Please reproduce each of the items below word for word, leaving every line unchanged.

++++++++++

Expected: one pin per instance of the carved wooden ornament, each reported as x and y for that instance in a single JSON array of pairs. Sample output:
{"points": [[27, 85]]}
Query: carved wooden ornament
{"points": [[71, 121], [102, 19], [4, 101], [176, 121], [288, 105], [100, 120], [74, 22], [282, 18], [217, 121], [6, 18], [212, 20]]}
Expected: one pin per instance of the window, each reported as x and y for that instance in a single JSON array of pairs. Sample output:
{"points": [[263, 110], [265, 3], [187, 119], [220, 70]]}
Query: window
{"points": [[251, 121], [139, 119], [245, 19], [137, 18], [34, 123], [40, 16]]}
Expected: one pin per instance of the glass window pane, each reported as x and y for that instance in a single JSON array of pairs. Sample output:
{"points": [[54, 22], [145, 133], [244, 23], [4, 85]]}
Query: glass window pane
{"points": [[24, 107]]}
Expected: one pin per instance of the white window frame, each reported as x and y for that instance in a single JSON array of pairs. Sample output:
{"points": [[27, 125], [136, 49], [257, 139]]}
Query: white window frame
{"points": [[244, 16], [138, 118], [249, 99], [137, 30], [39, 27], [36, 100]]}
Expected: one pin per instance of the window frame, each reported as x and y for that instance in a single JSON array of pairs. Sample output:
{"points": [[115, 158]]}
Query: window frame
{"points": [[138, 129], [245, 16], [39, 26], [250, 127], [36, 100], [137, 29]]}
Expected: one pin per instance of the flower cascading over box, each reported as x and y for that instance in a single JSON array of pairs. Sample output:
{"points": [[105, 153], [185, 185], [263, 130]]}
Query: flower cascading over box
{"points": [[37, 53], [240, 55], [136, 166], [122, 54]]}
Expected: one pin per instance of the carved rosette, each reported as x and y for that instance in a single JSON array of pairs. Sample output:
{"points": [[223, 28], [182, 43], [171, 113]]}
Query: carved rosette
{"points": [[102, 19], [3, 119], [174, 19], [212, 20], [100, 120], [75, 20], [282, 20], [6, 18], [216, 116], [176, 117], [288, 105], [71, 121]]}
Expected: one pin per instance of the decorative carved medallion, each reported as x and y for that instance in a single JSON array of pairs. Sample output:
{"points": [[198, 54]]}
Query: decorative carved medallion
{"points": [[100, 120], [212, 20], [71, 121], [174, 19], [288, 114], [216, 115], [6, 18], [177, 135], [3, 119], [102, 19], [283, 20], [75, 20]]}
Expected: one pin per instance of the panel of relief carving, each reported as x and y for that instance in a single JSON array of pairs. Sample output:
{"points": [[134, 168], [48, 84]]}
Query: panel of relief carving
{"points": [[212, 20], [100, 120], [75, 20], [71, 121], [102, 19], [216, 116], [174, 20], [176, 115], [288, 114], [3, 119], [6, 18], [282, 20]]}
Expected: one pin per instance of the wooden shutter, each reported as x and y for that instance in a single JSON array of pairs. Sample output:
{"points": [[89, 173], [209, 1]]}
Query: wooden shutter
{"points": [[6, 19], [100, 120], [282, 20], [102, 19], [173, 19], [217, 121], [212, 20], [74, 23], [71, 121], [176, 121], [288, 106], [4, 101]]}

++++++++++

Response for this exercise:
Expected: one pin per instance of the carved wooden ornament, each reported as x and y for that instance in a single JSON array of pairs. Sample output:
{"points": [[27, 85]]}
Query: carved wooden ornament
{"points": [[71, 121], [102, 19], [4, 101], [176, 121], [288, 105], [100, 120], [74, 22], [282, 18], [217, 121], [6, 18], [212, 20]]}
Expected: one pin per instance of the window, each reported as x and y for that instance in a single JSON array of pairs. Sample output:
{"points": [[263, 110], [265, 3], [187, 119], [220, 70]]}
Query: window
{"points": [[251, 121], [139, 119], [245, 19], [137, 18], [34, 123], [40, 16]]}
Expected: one pin per instance of the glass window pane, each reported as x and y for that instance in a single JSON array of pairs. Sample output:
{"points": [[54, 22], [145, 133], [244, 23], [4, 85]]}
Query: glass window pane
{"points": [[24, 107]]}
Expected: one pin per instance of the white window frame, each reported as x and y for that instance in a single JSON array of pairs. Sample output:
{"points": [[27, 125], [136, 49], [257, 139]]}
Query: white window frame
{"points": [[244, 16], [138, 118], [249, 99], [137, 30], [39, 27], [36, 100]]}
Expected: one pin per instance of the window frame, each reported as x and y for that instance in a single JSON array of pairs. Sample output:
{"points": [[115, 158]]}
Query: window frame
{"points": [[138, 129], [245, 16], [39, 26], [250, 127], [36, 100], [137, 29]]}
Expected: one pin per instance of the flower cascading over box, each reported as x and y for that instance in a single JSON array of pairs. Sample output:
{"points": [[105, 153], [185, 185], [263, 130]]}
Query: flower cascading over box
{"points": [[37, 53], [240, 55], [136, 166], [122, 54]]}
Expected: one pin per instance of the carved rosette, each reported as x and y for that instance in a single JSON array of pairs. Sample output:
{"points": [[223, 28], [182, 43], [171, 113]]}
Query: carved rosette
{"points": [[102, 19], [3, 119], [174, 19], [212, 20], [100, 120], [75, 20], [282, 20], [6, 18], [216, 116], [176, 117], [288, 105], [71, 121]]}
Expected: one pin per instance of the decorative carved medallion, each reported as x and y for that instance in a single JSON array of pairs. Sample output:
{"points": [[198, 54]]}
Query: decorative carved medallion
{"points": [[100, 120], [212, 20], [71, 121], [174, 19], [288, 114], [216, 115], [6, 18], [177, 135], [3, 119], [102, 19], [283, 20], [75, 20]]}
Expected: one pin per instance of the panel of relief carving, each reported as x and y for that instance in a single JSON array of pairs. Sample output:
{"points": [[134, 168], [48, 84]]}
Query: panel of relief carving
{"points": [[212, 20], [100, 120], [75, 20], [71, 121], [102, 19], [216, 116], [174, 20], [176, 115], [288, 114], [3, 119], [6, 18], [282, 20]]}
Expected: one pin per instance of the wooden shutter, each reported as x and y for that instance in a single JSON array of pairs. Sample output:
{"points": [[89, 173], [209, 1]]}
Query: wooden shutter
{"points": [[6, 19], [100, 120], [282, 20], [102, 19], [173, 19], [217, 121], [212, 20], [74, 23], [71, 121], [176, 121], [288, 106], [4, 101]]}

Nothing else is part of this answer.